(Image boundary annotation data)

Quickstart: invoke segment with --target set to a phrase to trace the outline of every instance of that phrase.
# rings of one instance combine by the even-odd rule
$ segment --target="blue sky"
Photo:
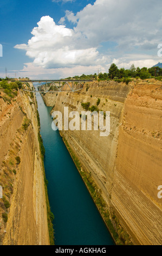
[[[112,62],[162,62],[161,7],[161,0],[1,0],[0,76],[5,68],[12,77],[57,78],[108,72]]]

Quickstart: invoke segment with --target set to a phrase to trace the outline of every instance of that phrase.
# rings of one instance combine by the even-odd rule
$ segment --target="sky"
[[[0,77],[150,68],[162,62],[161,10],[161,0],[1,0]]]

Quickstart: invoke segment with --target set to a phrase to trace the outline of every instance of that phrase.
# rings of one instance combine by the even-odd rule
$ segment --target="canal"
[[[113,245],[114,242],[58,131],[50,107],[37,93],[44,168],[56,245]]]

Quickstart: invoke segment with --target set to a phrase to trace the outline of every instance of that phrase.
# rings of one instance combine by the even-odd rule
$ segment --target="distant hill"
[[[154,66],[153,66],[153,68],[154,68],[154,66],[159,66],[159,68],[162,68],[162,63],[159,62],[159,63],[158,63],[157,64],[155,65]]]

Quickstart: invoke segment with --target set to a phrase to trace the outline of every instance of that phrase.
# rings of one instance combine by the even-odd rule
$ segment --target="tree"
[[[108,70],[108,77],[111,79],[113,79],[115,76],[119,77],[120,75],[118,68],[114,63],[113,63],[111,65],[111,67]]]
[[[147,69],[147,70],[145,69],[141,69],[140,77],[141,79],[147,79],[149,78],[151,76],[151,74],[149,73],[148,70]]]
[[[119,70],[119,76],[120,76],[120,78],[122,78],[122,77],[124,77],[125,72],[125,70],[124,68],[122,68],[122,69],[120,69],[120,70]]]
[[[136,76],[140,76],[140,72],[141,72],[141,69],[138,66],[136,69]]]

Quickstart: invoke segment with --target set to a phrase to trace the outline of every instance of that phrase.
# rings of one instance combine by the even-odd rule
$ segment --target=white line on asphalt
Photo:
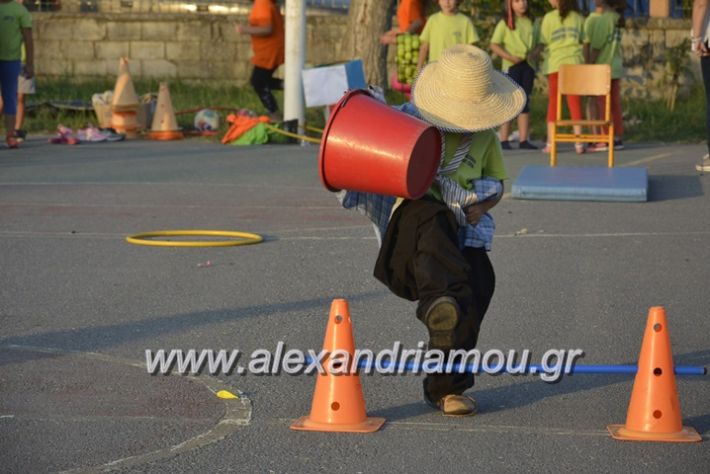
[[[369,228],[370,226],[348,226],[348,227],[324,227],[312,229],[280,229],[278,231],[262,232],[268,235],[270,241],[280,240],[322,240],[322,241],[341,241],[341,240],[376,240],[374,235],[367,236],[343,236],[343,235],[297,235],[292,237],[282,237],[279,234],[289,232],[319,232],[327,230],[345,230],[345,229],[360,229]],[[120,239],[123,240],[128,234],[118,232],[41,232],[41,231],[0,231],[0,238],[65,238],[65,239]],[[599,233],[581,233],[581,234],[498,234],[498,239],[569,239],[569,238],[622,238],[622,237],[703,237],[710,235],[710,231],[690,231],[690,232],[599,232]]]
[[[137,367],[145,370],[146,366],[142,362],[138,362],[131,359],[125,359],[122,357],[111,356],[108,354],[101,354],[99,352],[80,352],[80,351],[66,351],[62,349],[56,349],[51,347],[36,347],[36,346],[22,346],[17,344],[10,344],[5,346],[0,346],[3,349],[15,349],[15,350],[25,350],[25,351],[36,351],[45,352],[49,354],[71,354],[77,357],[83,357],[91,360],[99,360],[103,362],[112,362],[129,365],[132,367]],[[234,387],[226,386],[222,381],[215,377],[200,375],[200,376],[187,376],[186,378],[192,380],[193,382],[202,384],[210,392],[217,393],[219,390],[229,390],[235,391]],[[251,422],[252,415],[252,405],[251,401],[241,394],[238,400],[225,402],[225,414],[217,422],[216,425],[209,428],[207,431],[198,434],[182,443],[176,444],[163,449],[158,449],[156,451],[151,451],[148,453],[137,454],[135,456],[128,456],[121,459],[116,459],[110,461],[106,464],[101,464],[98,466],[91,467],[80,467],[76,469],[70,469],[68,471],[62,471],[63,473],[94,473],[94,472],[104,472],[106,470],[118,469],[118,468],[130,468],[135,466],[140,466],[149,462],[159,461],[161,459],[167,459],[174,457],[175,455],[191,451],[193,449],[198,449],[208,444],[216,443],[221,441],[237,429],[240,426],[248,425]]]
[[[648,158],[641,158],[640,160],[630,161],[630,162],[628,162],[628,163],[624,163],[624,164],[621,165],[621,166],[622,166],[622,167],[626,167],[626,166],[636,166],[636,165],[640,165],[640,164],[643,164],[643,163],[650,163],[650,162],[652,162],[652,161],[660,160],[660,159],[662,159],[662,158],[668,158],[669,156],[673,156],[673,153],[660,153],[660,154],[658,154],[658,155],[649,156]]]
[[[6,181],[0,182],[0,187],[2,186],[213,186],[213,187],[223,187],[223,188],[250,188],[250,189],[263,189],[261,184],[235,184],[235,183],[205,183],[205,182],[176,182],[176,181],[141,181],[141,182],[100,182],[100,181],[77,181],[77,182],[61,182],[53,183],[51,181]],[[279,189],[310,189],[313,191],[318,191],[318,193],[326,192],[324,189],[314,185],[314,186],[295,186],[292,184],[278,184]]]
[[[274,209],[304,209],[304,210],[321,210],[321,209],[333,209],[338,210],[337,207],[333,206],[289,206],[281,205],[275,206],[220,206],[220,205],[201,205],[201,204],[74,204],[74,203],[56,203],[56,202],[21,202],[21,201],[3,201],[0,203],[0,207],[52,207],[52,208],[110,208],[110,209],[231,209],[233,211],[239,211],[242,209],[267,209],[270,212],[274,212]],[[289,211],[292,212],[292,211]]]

---

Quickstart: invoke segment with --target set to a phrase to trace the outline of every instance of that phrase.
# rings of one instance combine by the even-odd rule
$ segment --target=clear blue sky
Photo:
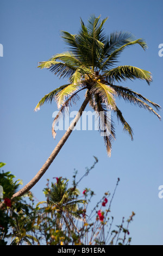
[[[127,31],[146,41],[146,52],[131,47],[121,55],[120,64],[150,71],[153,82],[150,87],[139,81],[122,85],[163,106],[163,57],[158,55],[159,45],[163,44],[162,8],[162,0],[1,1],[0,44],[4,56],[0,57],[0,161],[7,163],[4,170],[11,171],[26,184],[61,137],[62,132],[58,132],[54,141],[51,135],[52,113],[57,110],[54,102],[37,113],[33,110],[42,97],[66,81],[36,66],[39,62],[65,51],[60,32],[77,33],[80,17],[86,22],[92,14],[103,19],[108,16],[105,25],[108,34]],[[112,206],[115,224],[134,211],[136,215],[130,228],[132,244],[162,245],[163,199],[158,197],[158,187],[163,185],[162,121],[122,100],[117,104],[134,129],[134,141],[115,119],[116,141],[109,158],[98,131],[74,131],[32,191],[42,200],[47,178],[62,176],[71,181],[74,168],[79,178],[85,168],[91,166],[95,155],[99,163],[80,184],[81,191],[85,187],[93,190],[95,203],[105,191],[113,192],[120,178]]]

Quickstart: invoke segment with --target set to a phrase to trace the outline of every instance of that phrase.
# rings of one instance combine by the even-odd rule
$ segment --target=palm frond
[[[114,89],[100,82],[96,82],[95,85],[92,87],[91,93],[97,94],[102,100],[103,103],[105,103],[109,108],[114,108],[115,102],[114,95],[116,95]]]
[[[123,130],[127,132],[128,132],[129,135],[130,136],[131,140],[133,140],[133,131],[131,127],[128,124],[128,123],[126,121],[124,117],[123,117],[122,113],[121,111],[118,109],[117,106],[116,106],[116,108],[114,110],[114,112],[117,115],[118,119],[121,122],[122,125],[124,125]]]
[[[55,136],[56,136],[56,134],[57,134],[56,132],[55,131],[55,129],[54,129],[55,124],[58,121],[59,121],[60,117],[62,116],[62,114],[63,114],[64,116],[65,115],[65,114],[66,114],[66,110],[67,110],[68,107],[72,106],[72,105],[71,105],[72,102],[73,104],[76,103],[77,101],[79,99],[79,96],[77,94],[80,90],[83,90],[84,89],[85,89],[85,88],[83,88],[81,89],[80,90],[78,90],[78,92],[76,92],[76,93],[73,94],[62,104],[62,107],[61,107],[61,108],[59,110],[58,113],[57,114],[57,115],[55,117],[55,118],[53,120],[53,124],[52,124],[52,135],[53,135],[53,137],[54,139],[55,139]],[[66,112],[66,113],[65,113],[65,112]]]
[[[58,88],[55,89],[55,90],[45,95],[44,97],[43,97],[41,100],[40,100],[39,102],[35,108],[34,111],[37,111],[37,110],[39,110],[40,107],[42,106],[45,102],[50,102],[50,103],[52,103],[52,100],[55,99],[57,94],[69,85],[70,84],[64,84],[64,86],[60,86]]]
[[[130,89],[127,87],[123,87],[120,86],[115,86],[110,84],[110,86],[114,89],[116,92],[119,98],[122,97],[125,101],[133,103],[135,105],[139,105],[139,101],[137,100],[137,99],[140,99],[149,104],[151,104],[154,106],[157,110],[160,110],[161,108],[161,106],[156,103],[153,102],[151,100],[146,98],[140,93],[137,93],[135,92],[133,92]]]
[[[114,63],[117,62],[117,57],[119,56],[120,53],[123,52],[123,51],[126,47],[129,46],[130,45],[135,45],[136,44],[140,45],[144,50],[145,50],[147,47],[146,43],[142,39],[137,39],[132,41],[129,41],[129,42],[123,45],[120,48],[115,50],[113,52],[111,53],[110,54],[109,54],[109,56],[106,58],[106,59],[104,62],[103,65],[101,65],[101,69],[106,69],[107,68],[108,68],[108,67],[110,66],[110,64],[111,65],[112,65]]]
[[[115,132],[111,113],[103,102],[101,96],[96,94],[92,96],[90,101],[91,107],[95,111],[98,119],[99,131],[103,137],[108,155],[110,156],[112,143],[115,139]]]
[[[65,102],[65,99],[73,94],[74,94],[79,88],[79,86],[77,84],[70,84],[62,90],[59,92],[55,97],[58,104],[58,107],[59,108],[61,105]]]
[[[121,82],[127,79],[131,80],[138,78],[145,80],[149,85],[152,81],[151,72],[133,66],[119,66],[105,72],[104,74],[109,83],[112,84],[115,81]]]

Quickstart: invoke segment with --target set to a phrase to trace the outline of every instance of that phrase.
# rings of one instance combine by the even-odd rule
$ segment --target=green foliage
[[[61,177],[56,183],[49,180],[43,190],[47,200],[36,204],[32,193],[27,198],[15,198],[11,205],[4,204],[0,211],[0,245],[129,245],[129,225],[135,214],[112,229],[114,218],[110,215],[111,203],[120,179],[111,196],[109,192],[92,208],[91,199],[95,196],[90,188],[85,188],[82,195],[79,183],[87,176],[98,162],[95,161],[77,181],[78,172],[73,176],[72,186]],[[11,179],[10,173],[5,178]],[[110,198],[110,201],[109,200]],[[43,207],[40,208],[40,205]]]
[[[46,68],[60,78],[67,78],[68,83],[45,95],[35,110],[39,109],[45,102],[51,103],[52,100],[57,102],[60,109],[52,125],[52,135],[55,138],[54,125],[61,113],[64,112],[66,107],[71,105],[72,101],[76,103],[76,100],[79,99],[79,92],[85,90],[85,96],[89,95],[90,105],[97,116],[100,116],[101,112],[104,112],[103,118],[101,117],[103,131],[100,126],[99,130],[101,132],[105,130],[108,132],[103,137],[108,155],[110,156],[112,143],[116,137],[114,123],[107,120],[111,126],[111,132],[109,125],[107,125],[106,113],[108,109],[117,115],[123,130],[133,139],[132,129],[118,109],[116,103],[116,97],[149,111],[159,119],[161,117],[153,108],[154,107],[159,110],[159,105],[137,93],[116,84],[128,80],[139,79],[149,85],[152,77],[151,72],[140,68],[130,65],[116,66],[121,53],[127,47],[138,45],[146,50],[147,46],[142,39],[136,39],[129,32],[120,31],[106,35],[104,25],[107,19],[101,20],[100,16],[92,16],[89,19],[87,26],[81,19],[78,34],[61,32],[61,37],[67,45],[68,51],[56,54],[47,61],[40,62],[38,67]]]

§ **REQUIRED TASK**
Filter the entries above and copy out every line that contains the word "blue".

§ **PROBLEM SOLUTION**
$ segment --target="blue sky"
$ segment --target=clear blue sky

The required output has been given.